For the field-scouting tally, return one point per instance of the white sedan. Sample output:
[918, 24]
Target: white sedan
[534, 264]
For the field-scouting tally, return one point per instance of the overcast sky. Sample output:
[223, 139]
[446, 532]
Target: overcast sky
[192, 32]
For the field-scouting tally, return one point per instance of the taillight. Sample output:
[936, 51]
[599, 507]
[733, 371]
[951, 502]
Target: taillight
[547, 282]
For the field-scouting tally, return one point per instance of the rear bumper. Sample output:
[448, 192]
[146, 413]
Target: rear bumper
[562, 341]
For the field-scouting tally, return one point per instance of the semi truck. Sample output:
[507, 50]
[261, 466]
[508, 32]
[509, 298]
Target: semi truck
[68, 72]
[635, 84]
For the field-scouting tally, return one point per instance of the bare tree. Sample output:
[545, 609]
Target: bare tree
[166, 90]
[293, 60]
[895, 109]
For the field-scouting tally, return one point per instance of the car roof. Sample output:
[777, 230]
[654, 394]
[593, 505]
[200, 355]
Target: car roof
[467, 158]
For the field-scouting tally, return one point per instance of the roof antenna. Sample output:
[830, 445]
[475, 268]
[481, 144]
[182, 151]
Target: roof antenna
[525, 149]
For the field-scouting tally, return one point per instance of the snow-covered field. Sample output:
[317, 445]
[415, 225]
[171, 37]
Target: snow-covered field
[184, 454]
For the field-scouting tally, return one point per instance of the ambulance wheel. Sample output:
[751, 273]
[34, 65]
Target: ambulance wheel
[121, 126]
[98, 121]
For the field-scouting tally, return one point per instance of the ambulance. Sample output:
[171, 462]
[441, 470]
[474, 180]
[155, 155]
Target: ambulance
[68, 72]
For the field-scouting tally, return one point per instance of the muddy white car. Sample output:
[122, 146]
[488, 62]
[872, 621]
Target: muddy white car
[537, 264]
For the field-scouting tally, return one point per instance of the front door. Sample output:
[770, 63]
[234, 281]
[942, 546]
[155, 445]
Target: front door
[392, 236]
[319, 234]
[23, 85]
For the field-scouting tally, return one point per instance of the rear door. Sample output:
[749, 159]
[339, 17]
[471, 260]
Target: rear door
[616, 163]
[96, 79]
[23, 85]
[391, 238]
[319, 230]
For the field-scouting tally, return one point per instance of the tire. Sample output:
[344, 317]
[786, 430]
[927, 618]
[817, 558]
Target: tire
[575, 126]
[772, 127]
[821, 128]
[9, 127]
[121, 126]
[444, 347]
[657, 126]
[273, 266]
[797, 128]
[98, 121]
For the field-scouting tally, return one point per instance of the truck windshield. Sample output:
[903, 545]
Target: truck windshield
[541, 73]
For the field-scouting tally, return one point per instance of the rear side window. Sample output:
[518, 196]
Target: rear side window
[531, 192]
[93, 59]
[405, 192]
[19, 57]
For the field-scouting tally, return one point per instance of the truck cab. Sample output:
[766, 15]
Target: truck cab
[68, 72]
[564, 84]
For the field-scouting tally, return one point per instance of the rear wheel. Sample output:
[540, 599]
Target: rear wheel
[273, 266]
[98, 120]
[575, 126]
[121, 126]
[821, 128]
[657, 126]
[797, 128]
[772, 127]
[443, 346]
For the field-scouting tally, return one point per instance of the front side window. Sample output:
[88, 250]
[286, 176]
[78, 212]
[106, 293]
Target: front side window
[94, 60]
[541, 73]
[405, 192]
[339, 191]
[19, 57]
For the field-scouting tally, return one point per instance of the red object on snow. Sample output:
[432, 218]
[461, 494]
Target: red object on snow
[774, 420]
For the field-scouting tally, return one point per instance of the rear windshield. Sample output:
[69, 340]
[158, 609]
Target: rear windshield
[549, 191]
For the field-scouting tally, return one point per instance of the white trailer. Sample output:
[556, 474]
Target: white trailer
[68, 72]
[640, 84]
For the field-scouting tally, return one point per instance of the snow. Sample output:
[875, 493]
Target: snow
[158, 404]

◇ ◇ ◇ ◇ ◇

> **What the exercise asks**: Above are some records; extract every one of them exactly.

> **Answer**:
For the field-scouting tally, return one point per instance of the white sedan. Sample output:
[918, 24]
Target: white sedan
[534, 264]
For the field-scouting tally, return one point per instance of the overcast sky. Sample output:
[223, 139]
[446, 532]
Target: overcast sky
[192, 32]
For the field-scouting tally, return one point per instance of the taillight. Sample output:
[936, 51]
[599, 507]
[733, 371]
[951, 502]
Target: taillight
[547, 282]
For the field-scouting tally, return one point per instance of the rear bumper. Sample output:
[448, 192]
[146, 413]
Target: rear bumper
[562, 341]
For the field-scouting tally, return one point per instance of the semi truck. Sample output:
[507, 50]
[261, 466]
[508, 32]
[509, 298]
Target: semi truck
[68, 72]
[635, 84]
For the field-scouting tally, return one point per instance of the bare tree. Sample output:
[545, 609]
Target: bare tree
[166, 90]
[293, 60]
[895, 109]
For the field-scouting tally, return one point per instance of the car roof. Sample output:
[777, 230]
[654, 394]
[593, 505]
[200, 355]
Target: car roof
[467, 158]
For the field-scouting tally, return one point per instance of the roof antenna. Sample output:
[830, 445]
[475, 268]
[481, 144]
[182, 151]
Target: roof antenna
[525, 149]
For the field-scouting tally, return one point per instance of the snow-covered field. Sample output:
[317, 445]
[415, 225]
[171, 37]
Target: snow-covered field
[184, 454]
For the field-scouting tally, return one point per instance of the ambulance wheel. Sample output:
[751, 273]
[34, 65]
Target: ambulance wheel
[121, 126]
[98, 121]
For the field-scouting tally, return one point per instance of the ambulance. Sample output:
[171, 462]
[441, 470]
[474, 180]
[155, 155]
Target: ambulance
[68, 72]
For the field-scouting tally, return one point per instance of the muddy white car. Sample output:
[122, 146]
[488, 62]
[872, 621]
Target: muddy white car
[537, 264]
For the field-scouting tally, return one point per instance of the front door. Sample output:
[770, 63]
[234, 281]
[942, 546]
[155, 445]
Target: front door
[392, 236]
[319, 234]
[23, 85]
For the field-scouting tally, return one point per instance of the rear door. Sample output:
[749, 159]
[339, 17]
[471, 260]
Target: rear door
[616, 163]
[96, 79]
[23, 85]
[391, 238]
[319, 230]
For the field-scouting tally, return one point per instance of the tire. Sample output:
[344, 317]
[786, 430]
[927, 618]
[817, 558]
Target: tire
[575, 126]
[772, 127]
[821, 128]
[9, 127]
[121, 126]
[444, 347]
[657, 126]
[273, 266]
[797, 128]
[98, 121]
For the field-scouting tally, return one point per instance of the truck windshield. Sample output:
[903, 545]
Target: truck windshield
[541, 73]
For the field-scouting tally, return one point per instance of the rear side window. Sample output:
[518, 196]
Target: rear side window
[531, 192]
[93, 59]
[405, 192]
[19, 57]
For the field-scouting tally, return one point per instance of the truck cab. Sample output:
[766, 15]
Target: truck cab
[68, 72]
[564, 84]
For the field-scouting tally, return one point per instance of the rear wheel. Sample output:
[540, 599]
Target: rear wheel
[273, 266]
[98, 120]
[575, 126]
[121, 126]
[821, 128]
[657, 126]
[797, 128]
[772, 127]
[443, 346]
For the field-scouting tally, return one point per instance of the front side window. Sample output:
[88, 250]
[286, 176]
[78, 212]
[106, 293]
Target: front side window
[94, 60]
[541, 73]
[405, 192]
[339, 191]
[19, 57]
For the field-scouting tally, return one point per instance of the red object on snow. Sample output:
[432, 218]
[461, 494]
Target: red object on snow
[774, 420]
For the field-scouting tally, return one point per instance of the rear windshield. Sample output:
[69, 340]
[158, 609]
Target: rear windshield
[549, 191]
For the field-scouting tally, return one point per instance of the white trailer. Sample output:
[556, 474]
Target: white trailer
[68, 72]
[640, 84]
For the field-scouting tally, return one point per instance of the snow. Sample output:
[875, 493]
Target: snow
[158, 404]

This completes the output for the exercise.